> [Goal 1]:
Answer these questions using the GitHub pull request page below.
(a) How many stars does the repository have?
(b) What issue number does the pull request say it fixes?
(c) Is the comments feature turned on or off by default?

> [Supplied text]:

GumTreeDiff / gumtree

An awesome code differencing tool
https://github.com/GumTreeDiff/gumtree/wiki
GNU Lesser General Public License v3.0
933 stars 174 forks source link

feat: Add comments to JdtVisitor #368

Closed pouryafard75 closed 2 months ago

pouryafard75 commented 2 months ago

Hello, This is a fix for a very old issue https://github.com/GumTreeDiff/gumtree/issues/39.

The implementation might not be the best one, and I am very eager to improve it based on your feedbacks.

You can enable/disable the feature throughout the JdtTreeGenerator. By default its disabled since you might have a test environment tailored to the previous structure.

    public JdtTreeGenerator() { 
        this(false);
    }

    public JdtTreeGenerator(boolean includeComments) {
        super();
        this.includeComments = includeComments;
    }

For the following code example:

class bar {
        void foo(/*int a*/)

> [Dataset records]:
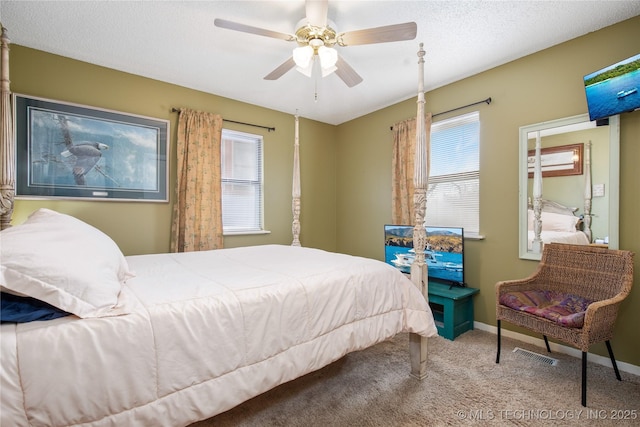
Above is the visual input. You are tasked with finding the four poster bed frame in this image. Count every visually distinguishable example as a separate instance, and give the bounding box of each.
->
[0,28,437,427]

---

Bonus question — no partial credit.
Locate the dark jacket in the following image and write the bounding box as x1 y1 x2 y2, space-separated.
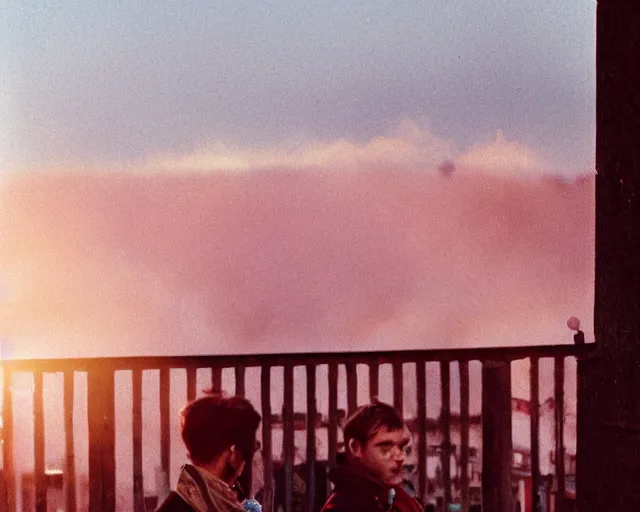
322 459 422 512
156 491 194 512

> [Goal 2]: In the rows above, swap "four poster bed frame" for "wooden bench" in the lines from the one containing "Above is the" through the one containing "[0,28,437,427]", both included. Return only those lines, with nothing else changed.

> [Written answer 1]:
(a) 933
(b) 39
(c) Off

> [Written answer 2]:
Above is the visual input. You are tasked with finding the wooden bench in this image. Count every visually distinguishable example as a separate instance, and give the bounding box of each.
->
[0,28,437,427]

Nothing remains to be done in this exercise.